# EXTRACT PROVIDED:
********

Over at the GAIN group on LinkedIn, Laura Schoppe has asked a good question about “decentralization” of university licensing efforts. She appears to advocate for the efficiency of central IP offices. Peter Schuerman from UC Merced has already provided a solid response. I’ve commented as well, but since there’s a 4000 character limit there, I am posting here my full response.
Peter makes a great point. Technology transfer means movement of technology from one group who has it to other groups that don’t. The term “technology transfer” was popularized in the 1970s by Research Corporation, which used it to encourage the formation of campus offices that would identify inventions and help faculty inventors present those inventions to RC for possible management. That is, the transfer was from lab to invention management agent.
The genius in the approach was that there were two voluntary filters in play: first, faculty identified inventions for which patenting made sense (in terms of academics, collaboration, and industry practice); second, RC (and other invention management organizations) decided whether to take on the invention and the patent work. If RC agreed to manage the invention, inventors signed their patent rights to RC (or, in some cases, a university research foundation, or rarely, a university), and RC took on the expense, liability, complications, and requirements to seek commercialization partners for the invention. The double filter focused efforts on willing inventors, important inventions, and targeted expertise. Such “de-institutionalization” of commercializable inventions greatly reduced the need for worries about “efficiency.” If a university wanted a financial share, it made deals with the invention management organizations for a share of their take, or if a university had equitable interest in an invention through exceptional support, perhaps a share of the inventor’s royalties. A university did not have to own to benefit.

********

# Point-per-instance localization records:
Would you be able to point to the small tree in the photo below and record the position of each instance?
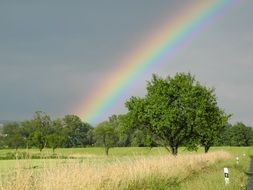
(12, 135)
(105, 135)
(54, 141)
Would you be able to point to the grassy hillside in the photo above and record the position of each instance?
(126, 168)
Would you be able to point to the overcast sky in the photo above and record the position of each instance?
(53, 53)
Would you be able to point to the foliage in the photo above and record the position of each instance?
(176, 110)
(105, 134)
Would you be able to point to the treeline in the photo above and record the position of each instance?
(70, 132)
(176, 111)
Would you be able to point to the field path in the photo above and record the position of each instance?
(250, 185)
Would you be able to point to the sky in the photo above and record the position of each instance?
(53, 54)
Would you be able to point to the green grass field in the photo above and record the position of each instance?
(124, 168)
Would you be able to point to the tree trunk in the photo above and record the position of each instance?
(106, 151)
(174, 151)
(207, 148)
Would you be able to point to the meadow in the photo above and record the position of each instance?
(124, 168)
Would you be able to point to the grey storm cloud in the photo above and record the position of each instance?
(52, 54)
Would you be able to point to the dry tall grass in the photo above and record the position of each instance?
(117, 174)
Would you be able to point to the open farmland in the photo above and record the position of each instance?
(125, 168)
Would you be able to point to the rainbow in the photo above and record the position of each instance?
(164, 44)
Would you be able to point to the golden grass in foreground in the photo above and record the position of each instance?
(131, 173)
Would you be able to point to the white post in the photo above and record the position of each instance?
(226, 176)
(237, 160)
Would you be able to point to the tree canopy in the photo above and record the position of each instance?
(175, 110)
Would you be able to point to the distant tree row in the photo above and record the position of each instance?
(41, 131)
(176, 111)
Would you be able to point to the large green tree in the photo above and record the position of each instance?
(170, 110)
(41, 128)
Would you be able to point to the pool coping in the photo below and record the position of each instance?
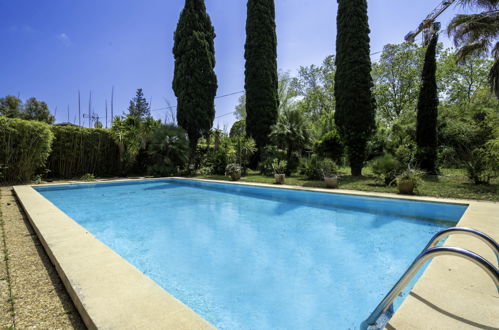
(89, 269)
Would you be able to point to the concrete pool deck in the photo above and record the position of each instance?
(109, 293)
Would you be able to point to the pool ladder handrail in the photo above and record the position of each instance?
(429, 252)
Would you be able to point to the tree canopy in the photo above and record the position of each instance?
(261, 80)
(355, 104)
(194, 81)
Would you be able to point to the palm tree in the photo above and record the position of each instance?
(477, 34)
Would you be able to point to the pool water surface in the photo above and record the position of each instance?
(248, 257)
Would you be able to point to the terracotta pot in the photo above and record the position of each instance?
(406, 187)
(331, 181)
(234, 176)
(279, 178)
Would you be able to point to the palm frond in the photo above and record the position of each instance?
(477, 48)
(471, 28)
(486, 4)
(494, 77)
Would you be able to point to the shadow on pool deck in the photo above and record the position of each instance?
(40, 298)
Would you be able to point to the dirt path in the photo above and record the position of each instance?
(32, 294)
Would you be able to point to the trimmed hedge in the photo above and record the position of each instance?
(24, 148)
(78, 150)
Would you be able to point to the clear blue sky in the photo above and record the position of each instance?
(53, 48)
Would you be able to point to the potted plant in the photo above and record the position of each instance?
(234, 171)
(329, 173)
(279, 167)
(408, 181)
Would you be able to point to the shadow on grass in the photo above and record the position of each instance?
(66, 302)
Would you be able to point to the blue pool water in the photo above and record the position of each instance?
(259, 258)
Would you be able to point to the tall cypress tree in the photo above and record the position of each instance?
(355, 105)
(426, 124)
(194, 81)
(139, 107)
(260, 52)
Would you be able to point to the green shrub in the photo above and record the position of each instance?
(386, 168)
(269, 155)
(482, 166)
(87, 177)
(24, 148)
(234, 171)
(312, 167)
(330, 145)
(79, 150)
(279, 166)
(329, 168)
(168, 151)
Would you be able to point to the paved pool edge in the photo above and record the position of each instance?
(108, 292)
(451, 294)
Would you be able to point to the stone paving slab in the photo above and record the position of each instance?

********

# WHAT YOU WILL DO:
A) Revise the post on university licensing from "Over at the" up to and including "my full response.", replacing "response" with "reply".
B) Pick up the post on university licensing after its last sentence and keep writing it.
The rows were drawn from a separate source.

# ANSWER SECTION:
A)
Over at the GAIN group on LinkedIn, Laura Schoppe has asked a good question about “decentralization” of university licensing efforts. She appears to advocate for the efficiency of central IP offices. Peter Schuerman from UC Merced has already provided a solid reply. I’ve commented as well, but since there’s a 4000 character limit there, I am posting here my full reply.

B)
I was one of a team brought into the UC system to decentralize patent management. By that time, most campuses had local offices, but the Office of the President still controlled all sorts of policies and delegations of authority. But even with UC’s present decentralization, UC is still stuck with a patent policy that assumes central control. That policy still demands ownership of all inventions, and demands that those inventions get managed by a central licensing office. Whether that office is in Oakland or in Merced doesn’t make much difference, other than for volume. The same system-wide policy still controls. To take equity in a startup still requires a 10+ page form to be completed and multiple system-level reviews. The system-mandated template patent license runs to 30+ pages and assumes exclusivity. The system still worries about double licensing and racing to the bottom: what one campus does affects all campuses. The system also worries that it is “unfair” to inventors at Merced, say, or Santa Cruz, that they don’t have an office that files patent applications on every invention like a rich, well-staffed central office presumably would.
Actual de-centralization would push inventions out of UC, so that each campus, or even research group, could deal without worrying about commitments made by other campuses or research teams. Background rights and double licensing issues would also be greatly reduced.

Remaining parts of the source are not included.